DIRECTIONS FOR THIS TASK - The required output consists solely of the lines from the top of the listing through the line containing "pale green fern", transcribed exactly.

►

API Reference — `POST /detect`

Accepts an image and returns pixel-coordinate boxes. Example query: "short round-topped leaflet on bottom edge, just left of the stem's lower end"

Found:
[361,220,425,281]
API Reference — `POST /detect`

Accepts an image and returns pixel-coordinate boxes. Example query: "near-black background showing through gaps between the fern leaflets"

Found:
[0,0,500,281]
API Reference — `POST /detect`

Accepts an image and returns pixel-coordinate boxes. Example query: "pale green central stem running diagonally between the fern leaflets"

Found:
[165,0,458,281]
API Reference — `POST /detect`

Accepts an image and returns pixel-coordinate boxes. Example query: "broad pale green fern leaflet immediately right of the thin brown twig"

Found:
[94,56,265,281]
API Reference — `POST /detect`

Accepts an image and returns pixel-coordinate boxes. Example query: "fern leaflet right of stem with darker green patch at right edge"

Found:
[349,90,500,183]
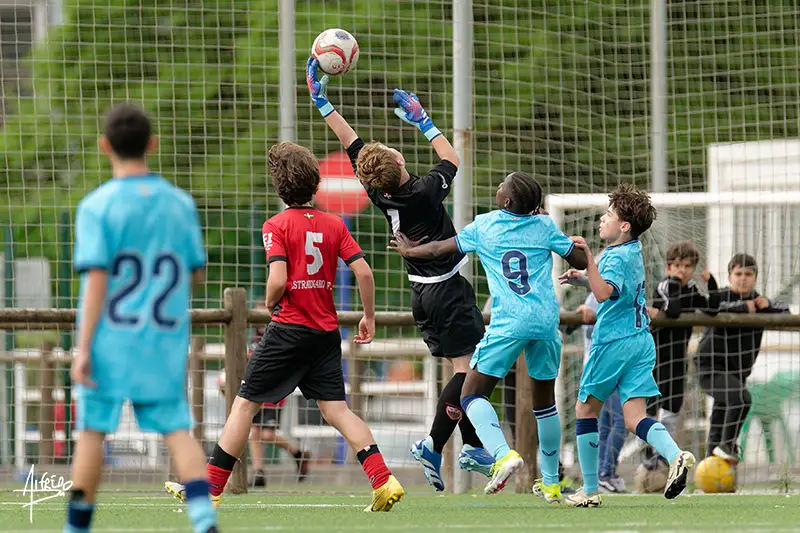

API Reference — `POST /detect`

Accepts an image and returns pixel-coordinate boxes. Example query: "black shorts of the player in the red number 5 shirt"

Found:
[239,322,345,403]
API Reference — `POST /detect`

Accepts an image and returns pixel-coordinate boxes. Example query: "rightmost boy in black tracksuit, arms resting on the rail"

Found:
[695,253,789,462]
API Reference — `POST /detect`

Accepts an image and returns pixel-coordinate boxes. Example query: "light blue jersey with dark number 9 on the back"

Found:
[456,209,574,340]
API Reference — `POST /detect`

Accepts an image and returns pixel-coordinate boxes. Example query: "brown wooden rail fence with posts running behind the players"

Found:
[0,288,800,493]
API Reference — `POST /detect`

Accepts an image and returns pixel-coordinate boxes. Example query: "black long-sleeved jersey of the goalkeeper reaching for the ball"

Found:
[347,139,467,283]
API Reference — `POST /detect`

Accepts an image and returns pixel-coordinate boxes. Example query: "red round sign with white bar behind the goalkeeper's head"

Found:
[314,151,369,217]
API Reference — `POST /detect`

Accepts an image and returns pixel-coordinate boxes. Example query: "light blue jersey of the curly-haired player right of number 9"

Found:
[592,239,650,344]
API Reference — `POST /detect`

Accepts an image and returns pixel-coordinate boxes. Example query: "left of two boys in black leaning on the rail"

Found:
[643,241,719,468]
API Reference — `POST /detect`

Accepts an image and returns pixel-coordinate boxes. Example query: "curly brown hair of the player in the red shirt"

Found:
[267,142,320,205]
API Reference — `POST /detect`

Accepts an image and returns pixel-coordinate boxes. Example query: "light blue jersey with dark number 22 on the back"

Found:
[74,175,206,402]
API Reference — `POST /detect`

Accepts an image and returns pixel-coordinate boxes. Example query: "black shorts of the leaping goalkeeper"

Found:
[411,274,485,358]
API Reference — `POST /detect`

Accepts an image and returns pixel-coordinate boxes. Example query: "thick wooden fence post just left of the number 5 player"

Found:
[224,288,247,494]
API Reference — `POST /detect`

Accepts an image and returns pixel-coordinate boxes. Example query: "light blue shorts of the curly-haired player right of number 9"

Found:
[578,331,661,403]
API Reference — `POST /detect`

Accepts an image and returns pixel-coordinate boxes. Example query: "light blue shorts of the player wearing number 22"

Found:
[76,390,192,435]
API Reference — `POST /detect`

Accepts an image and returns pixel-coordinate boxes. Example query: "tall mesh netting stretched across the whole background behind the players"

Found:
[0,0,800,492]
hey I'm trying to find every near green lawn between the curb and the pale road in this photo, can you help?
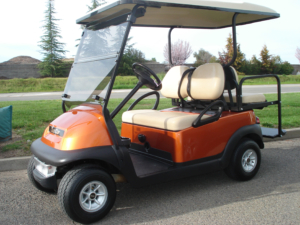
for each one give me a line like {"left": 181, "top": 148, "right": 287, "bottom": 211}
{"left": 0, "top": 93, "right": 300, "bottom": 155}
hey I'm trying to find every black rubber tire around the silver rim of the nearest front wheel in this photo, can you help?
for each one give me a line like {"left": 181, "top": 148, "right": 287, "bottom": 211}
{"left": 57, "top": 165, "right": 116, "bottom": 224}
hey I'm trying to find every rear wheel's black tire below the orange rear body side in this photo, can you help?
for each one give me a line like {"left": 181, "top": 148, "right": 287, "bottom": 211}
{"left": 225, "top": 139, "right": 261, "bottom": 181}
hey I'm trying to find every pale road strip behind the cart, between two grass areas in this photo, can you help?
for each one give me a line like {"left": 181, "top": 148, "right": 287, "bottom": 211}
{"left": 0, "top": 84, "right": 300, "bottom": 101}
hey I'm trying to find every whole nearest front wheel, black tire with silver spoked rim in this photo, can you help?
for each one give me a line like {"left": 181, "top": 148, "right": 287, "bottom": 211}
{"left": 58, "top": 164, "right": 116, "bottom": 224}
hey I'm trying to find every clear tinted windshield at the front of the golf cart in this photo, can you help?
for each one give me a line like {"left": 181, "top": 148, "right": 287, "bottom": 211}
{"left": 63, "top": 22, "right": 128, "bottom": 107}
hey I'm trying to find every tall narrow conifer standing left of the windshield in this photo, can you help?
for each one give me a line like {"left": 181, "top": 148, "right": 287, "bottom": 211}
{"left": 38, "top": 0, "right": 66, "bottom": 77}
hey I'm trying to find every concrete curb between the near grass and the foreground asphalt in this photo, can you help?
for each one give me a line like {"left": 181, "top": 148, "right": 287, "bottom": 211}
{"left": 0, "top": 128, "right": 300, "bottom": 172}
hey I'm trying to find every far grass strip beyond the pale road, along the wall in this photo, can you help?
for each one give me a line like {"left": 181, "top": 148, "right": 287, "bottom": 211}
{"left": 0, "top": 74, "right": 300, "bottom": 93}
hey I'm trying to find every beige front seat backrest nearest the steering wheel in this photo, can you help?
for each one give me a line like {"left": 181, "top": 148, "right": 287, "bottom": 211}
{"left": 160, "top": 66, "right": 189, "bottom": 99}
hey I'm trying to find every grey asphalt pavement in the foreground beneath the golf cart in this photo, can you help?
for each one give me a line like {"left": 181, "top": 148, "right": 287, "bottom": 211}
{"left": 0, "top": 139, "right": 300, "bottom": 225}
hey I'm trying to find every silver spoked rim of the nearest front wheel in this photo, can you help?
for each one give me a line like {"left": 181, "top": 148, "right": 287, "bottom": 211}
{"left": 79, "top": 181, "right": 108, "bottom": 212}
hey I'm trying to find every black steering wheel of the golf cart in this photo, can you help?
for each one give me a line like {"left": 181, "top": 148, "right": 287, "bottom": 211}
{"left": 132, "top": 63, "right": 162, "bottom": 91}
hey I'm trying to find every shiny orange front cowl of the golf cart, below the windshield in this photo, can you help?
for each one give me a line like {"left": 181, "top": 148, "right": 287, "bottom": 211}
{"left": 42, "top": 104, "right": 112, "bottom": 151}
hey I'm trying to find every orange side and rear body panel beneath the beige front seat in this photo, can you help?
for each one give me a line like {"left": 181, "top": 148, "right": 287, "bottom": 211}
{"left": 122, "top": 111, "right": 255, "bottom": 163}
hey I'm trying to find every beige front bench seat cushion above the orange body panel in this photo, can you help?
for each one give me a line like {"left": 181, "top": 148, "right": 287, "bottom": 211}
{"left": 122, "top": 110, "right": 210, "bottom": 131}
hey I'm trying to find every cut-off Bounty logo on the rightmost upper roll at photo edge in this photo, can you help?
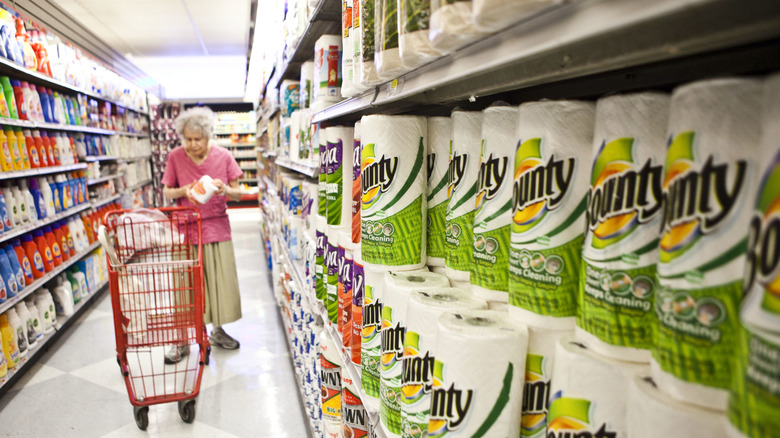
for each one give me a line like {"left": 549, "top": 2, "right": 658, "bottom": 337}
{"left": 744, "top": 153, "right": 780, "bottom": 315}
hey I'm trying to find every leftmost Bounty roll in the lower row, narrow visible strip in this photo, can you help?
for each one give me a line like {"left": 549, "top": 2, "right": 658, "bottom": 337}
{"left": 360, "top": 266, "right": 387, "bottom": 412}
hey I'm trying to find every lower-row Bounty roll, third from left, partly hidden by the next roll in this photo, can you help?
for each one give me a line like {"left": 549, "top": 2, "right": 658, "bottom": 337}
{"left": 401, "top": 287, "right": 487, "bottom": 438}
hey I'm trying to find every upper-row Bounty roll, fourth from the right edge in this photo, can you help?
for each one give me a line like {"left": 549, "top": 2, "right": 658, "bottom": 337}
{"left": 509, "top": 101, "right": 595, "bottom": 329}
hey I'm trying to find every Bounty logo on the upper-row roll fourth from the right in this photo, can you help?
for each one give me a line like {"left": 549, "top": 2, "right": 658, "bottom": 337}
{"left": 512, "top": 138, "right": 576, "bottom": 233}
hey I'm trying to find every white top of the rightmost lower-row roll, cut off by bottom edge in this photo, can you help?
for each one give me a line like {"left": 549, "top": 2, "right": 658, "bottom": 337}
{"left": 626, "top": 374, "right": 727, "bottom": 438}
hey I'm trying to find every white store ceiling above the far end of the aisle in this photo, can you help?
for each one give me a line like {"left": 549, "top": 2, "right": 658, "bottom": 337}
{"left": 54, "top": 0, "right": 253, "bottom": 101}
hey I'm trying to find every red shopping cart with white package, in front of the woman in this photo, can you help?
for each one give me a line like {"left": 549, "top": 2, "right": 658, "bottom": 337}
{"left": 98, "top": 207, "right": 211, "bottom": 430}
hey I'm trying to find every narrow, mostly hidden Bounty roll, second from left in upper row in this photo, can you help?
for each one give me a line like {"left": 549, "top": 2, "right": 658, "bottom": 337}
{"left": 426, "top": 116, "right": 452, "bottom": 266}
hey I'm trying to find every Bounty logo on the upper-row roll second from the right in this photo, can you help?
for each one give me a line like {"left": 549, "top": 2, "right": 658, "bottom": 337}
{"left": 660, "top": 131, "right": 747, "bottom": 263}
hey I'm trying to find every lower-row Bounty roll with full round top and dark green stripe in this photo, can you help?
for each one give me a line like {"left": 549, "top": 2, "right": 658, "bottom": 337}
{"left": 428, "top": 310, "right": 528, "bottom": 437}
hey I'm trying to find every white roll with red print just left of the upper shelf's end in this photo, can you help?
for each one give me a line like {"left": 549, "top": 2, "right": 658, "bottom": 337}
{"left": 312, "top": 35, "right": 342, "bottom": 104}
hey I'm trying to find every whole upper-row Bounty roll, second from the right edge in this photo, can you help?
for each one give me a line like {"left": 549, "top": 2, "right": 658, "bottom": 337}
{"left": 651, "top": 78, "right": 761, "bottom": 410}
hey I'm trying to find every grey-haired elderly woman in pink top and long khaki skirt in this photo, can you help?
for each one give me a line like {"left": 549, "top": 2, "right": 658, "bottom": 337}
{"left": 162, "top": 107, "right": 243, "bottom": 363}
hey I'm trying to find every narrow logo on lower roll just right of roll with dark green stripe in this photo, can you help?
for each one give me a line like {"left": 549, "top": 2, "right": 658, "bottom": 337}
{"left": 520, "top": 353, "right": 550, "bottom": 437}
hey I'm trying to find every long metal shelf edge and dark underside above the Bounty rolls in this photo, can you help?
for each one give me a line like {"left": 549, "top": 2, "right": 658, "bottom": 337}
{"left": 314, "top": 0, "right": 780, "bottom": 122}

◄

EXPECTED ANSWER -
API Reference — `POST /detect`

Accepts an image and returns pixel-coordinate boxes. Example query: "short round-topped leaflet on bottom edge, just left of the stem's lower end"

Found:
[361,220,425,281]
API Reference — `POST /detect`

Accepts an image and returns pixel-coordinate boxes. Example query: "near-black background showing through gaps between the fern leaflets"

Found:
[0,0,500,281]
API Reference — `POST /detect`

Accepts an image and returns pixel-coordinate boxes. Example query: "pale green central stem running diagonally between the fern leaflets"

Found:
[165,0,458,281]
API Reference — `POST /detect`

Accepts an image and returns pixel-coordinate boxes. Example query: "broad pale green fern leaflet immediately right of the thin brown twig"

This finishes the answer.